◆ **SUPPLIED TEXT**:
BEGIN
18. Re:Why so little memory? by loufoque · 2012-09-13 01:51 · Score: 1
  
  Accessing global memory on GPUs is extremely slow and there is a strict memory heirarchy that you have to adhere to in order to get any kind of performance.
  It could be seen as being the same as the CPU, except will automatically cache it to fast memory for you.
  
  Any problem where you need random access over a large amount of data is just not feasible on GPUs.
  What makes you think it would be faster with the MIC?
19. Re:Why so little memory? by loufoque · 2012-09-13 01:53 · Score: 1
  
  Seems like you simply want to make sure you parallelize on the L3 cache line boundary to avoid false sharing (same as with regular CPUs)
20. Re:Why so little memory? by afidel · 2012-09-13 01:55 · Score: 1
  
  I was taking loufoque's comment literally that you were architecturally limited to 128MB per thread which would be fairly difficult to code for.
  
  --
  There are 4 boxes to use in the defense of liberty: soap, ballot, jury, ammo. Use in that order. Starting now.
21. Re:Why so little memory? by PCK · 2012-09-13 03:34 · Score: 1
  
  Accessing global memory on GPUs is extremely slow and there is a strict memory heirarchy that you have to adhere to in order to get any kind of performance.
  It could be seen as being the same as the CPU, except will automatically cache it to fast memory for you.
  
  Any problem where you need random access over a large amount of data is just not feasible on GPUs.
  What makes you think it would be faster with the MIC?
  Granted it is the hardware doing the work, but you have four threads per core on Knights Corner with a cacheline miss causing a context switch masking the latencies. You also do n't have the extra overhead of your code setting up the copies between global and shared memory (which is limited to 48K on CUDA) everytime you want to access a data structure. Obviously you have many more cores on a GPU but how much performance do you think you will get once you have to jump through all the hoops and basically implement your own caching mechanisms? Ultimately GPUs are limited to simple problems where your dataset can be broken into very small peices with very little logic and simple random memory access which is fine for big number crunching problems, with MIC you atleast will have more flexibility.
22. Re:Why so little memory? by tempest69 · 2012-09-13 04:00 · Score: 1
  
  Reliability and power.. more memory is more chances for a node to have a failure, ram gets hot, and so it will need to be cooled. And my bet is that it is ECC-DDR3, as el-cheapo isn't remotely worth the price in these applications.
23. Re:Why so little memory? by Anonymous Coward · 2012-09-13 06:14 · Score: 0
  
  272 terabytes should be enough for anybody
Summary: s/tera/peta/ by gentryx · 2012-09-12 18:16 · Score: 3, Informative

The summary mentions that 2 teraflops are generated by the CPUs while 8 are generated by the Knights Bridge chips. It should say petaflops.
END
◆ **STUDY MATERIAL**:
BEGIN
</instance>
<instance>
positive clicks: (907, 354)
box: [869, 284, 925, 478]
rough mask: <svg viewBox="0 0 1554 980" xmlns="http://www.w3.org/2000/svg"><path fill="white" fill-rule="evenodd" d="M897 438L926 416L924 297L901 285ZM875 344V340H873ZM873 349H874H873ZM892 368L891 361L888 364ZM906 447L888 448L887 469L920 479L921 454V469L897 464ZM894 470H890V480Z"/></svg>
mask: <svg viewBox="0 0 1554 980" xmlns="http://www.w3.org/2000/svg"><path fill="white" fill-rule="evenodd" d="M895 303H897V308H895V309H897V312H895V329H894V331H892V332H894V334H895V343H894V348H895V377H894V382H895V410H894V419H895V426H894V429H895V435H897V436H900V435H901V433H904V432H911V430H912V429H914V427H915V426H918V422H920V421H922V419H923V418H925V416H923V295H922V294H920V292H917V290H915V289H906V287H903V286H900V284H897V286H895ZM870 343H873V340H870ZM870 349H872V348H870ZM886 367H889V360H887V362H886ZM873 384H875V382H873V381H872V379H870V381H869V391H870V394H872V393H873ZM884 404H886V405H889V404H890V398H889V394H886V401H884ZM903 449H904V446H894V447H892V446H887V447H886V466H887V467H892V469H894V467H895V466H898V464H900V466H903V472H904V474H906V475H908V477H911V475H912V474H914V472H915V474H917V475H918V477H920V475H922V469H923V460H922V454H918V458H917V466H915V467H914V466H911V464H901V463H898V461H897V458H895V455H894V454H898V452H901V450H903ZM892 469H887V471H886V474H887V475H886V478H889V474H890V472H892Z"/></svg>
END
Rewrite the paragraph in the forum thread that begins "Granted it is the hardware doing the work" as a short bulleted list that keeps its main points.

◆ **RESPONSE BELOW**:
- Knights Corner runs four threads per core, and a cache-line miss causes a context switch that masks memory latency.
- Code does not have to set up copies between global and shared memory each time it accesses a data structure. On CUDA, shared memory is limited to 48K.
- GPUs have many more cores, but their performance is questionable once you must work around their limits and implement your own caching.
- GPUs are limited to simple problems whose data can be split into very small pieces with very little logic and simple random memory access. That suits big number crunching, but MIC offers more flexibility.